- What you need to do
Extend the HHL algorithm outline below, picking up right after its second step.

- Source document
+---+

The algorithm uses three quantum registers, all of them set to $|0\rangle $ at the beginning of the algorithm. One register, which we will denote with the subindex $n_{l}$, is used to store a binary representation of the eigenvalues of $A$. A second register, denoted by $n_{b}$, contains the vector solution, and from now on $N=2^{n_{b}}$. There is an extra register, for the ancilla qubits. These are qubits used as intermediate steps in the individual computations but will be ignored in the following description since they are set to $|0\rangle $ at the beginning of each computation and restored back to the $|0\rangle $ state at the end of the individual operation.

The following is an outline of the HHL algorithm with a high-level drawing of the corresponding circuit. For simplicity all computations are assumed to be exact in the ensuing description, and a more detailed explanation of the non-exact case is given in Section 2.D..

  1. Load the data $|b\rangle\in\mathbb{ C }^{N}$. That is, perform the transformation $$ |0\rangle _{n_{b}} \mapsto |b\rangle _{n_{b}}. $$
  2. Apply Quantum Phase Estimation (QPE) with $$ U = e ^ { i A t } := \sum _{j=0}^{N-1}e ^ { i \lambda _ { j } t } |u_{j}\rangle\langle u_{j}|. $$ The quantum state of the register expressed in the eigenbasis of $A$ is now $$ \sum_{j=0}^{N-1} b _ { j } |\lambda _ {j }\rangle_{n_{l}} |u_{j}\rangle_{n_{b}}, $$ where $|\lambda _ {j }\rangle_{n_{l}}$ is the $n_{l}$-bit binary representation of $\lambda _ {j }$.

+---+

- Given information
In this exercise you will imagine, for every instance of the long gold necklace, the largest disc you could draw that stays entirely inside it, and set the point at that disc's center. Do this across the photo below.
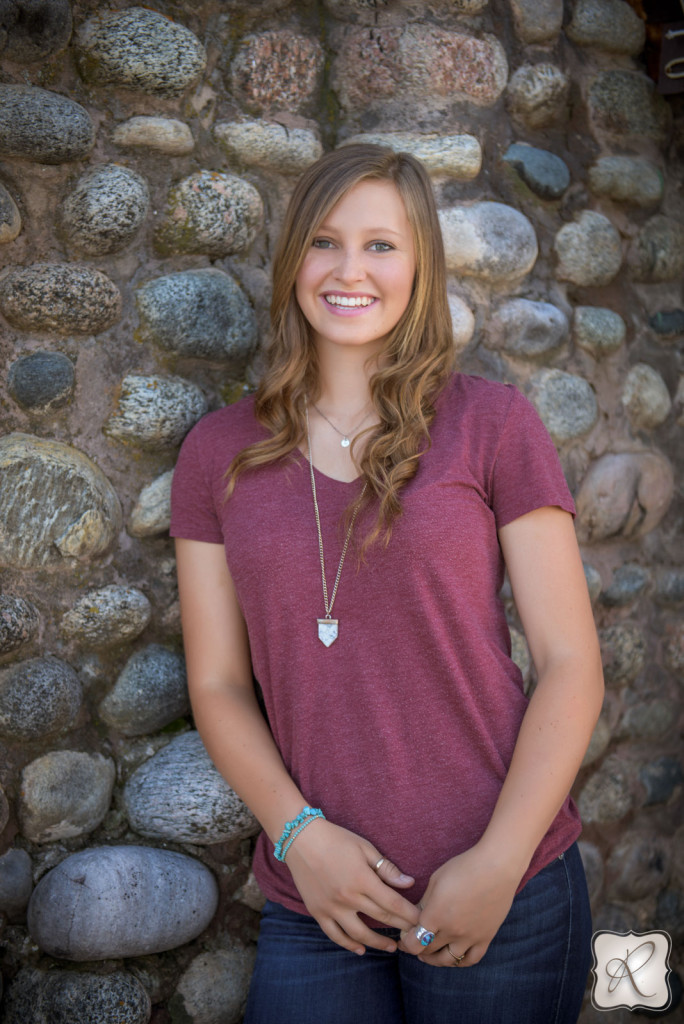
(329, 628)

+---+

- Response for this exercise
  3. Add an ancilla qubit and apply a rotation conditioned on $|\lambda_{ j }\rangle$, $$ \sum_{j=0}^{N-1} b _ { j } |\lambda _ { j }\rangle_{n_{l}}|u_{j}\rangle_{n_{b}} \left( \sqrt { 1 - \frac { C^{2} } { \lambda _ { j } ^ { 2 } } } |0\rangle + \frac { C } { \lambda _ { j } } |1\rangle \right), $$ where $C$ is a normalisation constant.

  4. Apply QPE$^{\dagger}$. Ignoring possible errors from QPE, this results in $$ \sum_{j=0}^{N-1} b _ { j } |0\rangle_{n_{l}}|u_{j}\rangle_{n_{b}} \left( \sqrt { 1 - \frac {C^{2} } { \lambda _ { j } ^ { 2 } } } |0\rangle + \frac { C } { \lambda _ { j } } |1\rangle \right). $$

  5. Measure the ancilla qubit in the computational basis. If the outcome is $1$, the register is in the post-measurement state $$ \left( \sqrt { \frac { 1 } { \sum_{j=0}^{N-1} \left| b _ { j } \right| ^ { 2 } / \left| \lambda _ { j } \right| ^ { 2 } } } \right) \sum _{j=0}^{N-1} \frac{b _ { j }}{\lambda _ { j }} |0\rangle_{n_{l}}|u_{j}\rangle_{n_{b}}, $$ which up to a normalisation factor corresponds to the solution.

  6. Apply an observable $M$ to calculate $F(x):=\langle x|M|x\rangle$.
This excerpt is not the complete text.